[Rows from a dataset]
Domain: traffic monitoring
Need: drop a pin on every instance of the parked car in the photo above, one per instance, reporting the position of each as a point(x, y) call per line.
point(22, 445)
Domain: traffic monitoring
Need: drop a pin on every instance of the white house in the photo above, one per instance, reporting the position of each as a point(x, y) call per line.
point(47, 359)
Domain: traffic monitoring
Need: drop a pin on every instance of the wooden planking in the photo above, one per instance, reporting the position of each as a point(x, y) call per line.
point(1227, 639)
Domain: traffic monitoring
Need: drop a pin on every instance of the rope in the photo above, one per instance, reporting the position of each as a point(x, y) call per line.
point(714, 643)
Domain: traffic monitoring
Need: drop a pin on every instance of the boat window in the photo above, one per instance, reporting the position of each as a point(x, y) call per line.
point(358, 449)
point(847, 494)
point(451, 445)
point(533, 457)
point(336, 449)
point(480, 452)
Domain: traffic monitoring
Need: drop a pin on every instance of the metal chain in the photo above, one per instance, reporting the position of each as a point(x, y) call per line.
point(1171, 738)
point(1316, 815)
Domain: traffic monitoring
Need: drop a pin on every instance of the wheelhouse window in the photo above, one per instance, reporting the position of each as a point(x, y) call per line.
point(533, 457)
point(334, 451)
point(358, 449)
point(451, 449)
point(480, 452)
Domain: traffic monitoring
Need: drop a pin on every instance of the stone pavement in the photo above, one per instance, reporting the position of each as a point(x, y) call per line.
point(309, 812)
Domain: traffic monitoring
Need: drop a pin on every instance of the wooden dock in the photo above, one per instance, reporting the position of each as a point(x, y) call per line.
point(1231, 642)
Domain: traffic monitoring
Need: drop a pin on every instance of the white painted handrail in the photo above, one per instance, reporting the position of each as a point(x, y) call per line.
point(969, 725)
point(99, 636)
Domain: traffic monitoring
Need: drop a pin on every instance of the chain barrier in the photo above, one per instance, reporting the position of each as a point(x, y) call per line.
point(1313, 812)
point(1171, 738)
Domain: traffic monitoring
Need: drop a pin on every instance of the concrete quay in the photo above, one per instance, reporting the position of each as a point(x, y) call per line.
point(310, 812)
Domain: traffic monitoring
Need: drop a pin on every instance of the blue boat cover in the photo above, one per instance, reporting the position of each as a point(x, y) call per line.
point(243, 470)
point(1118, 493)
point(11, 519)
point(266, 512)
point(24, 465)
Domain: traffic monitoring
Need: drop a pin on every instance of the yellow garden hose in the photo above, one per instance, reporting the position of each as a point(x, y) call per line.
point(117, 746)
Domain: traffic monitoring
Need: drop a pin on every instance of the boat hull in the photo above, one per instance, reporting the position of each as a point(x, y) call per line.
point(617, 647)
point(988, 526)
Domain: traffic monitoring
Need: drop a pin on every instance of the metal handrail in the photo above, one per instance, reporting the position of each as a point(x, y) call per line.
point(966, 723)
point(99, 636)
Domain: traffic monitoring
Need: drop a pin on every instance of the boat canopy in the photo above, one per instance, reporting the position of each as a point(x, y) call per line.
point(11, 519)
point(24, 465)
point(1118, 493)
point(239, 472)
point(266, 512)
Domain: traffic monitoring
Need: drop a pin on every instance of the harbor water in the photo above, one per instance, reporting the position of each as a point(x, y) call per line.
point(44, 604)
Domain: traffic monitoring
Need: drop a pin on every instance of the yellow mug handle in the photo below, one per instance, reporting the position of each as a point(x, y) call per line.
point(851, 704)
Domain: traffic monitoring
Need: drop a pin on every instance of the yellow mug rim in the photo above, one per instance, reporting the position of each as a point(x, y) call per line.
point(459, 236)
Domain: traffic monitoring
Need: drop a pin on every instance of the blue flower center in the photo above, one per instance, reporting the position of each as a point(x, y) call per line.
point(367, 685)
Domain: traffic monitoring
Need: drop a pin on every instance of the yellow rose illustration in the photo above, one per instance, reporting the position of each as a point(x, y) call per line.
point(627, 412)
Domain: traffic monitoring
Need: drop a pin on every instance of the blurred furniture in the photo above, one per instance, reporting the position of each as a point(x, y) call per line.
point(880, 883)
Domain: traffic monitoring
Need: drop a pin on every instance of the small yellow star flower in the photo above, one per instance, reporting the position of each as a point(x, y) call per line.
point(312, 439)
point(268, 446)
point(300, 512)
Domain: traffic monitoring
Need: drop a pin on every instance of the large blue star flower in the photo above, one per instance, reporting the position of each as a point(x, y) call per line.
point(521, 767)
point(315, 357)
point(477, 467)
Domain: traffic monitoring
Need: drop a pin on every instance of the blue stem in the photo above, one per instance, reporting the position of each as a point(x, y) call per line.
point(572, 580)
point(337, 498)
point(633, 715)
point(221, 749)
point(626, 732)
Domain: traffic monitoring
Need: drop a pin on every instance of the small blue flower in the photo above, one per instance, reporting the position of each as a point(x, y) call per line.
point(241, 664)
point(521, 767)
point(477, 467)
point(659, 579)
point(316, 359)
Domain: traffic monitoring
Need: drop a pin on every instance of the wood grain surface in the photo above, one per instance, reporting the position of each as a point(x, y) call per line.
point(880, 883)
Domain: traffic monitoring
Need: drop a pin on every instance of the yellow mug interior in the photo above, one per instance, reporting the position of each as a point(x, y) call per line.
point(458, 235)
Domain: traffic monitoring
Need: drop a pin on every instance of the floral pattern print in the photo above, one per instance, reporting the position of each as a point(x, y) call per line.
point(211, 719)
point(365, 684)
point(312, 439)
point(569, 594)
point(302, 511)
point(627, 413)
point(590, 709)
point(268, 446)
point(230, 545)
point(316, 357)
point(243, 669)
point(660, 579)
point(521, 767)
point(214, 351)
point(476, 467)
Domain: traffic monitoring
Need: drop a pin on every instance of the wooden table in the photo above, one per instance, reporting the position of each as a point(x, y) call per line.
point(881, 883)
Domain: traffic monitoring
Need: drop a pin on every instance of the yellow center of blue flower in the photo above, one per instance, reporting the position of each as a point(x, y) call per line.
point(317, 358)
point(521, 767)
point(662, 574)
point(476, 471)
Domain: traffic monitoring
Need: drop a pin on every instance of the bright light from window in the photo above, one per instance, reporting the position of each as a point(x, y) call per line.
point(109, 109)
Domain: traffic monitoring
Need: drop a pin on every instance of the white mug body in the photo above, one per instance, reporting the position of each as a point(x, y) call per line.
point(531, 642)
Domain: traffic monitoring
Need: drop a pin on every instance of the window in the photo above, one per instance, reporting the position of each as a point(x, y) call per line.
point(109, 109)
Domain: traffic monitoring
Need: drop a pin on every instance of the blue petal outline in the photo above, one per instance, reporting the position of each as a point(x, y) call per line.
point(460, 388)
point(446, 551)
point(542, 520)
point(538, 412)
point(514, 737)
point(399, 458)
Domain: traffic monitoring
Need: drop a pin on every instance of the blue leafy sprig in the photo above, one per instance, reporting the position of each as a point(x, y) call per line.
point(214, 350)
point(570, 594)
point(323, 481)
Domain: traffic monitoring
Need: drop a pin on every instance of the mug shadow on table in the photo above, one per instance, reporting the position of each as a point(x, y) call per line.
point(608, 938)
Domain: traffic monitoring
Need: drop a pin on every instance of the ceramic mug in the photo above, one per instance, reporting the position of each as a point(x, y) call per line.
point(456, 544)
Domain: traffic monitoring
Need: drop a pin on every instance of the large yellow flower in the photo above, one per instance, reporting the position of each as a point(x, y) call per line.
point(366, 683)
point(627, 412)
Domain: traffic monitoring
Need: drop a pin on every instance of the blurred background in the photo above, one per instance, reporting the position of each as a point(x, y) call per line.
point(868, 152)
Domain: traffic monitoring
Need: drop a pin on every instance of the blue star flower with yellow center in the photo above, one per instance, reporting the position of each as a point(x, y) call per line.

▶ _WRITTEN REQUEST_: Please find every line above that contains the word "blurred" and copy each one in full.

▶ _RESPONSE TO THIS TASK_:
Need: drop a pin on every instance of the blurred furniture in the photo above, one per instance, reporting the position of each as a point(x, y) call per line.
Need: drop a pin on every instance of the blurred background in the photo above, one per instance, reporting the position of each as a point(x, y) call per line.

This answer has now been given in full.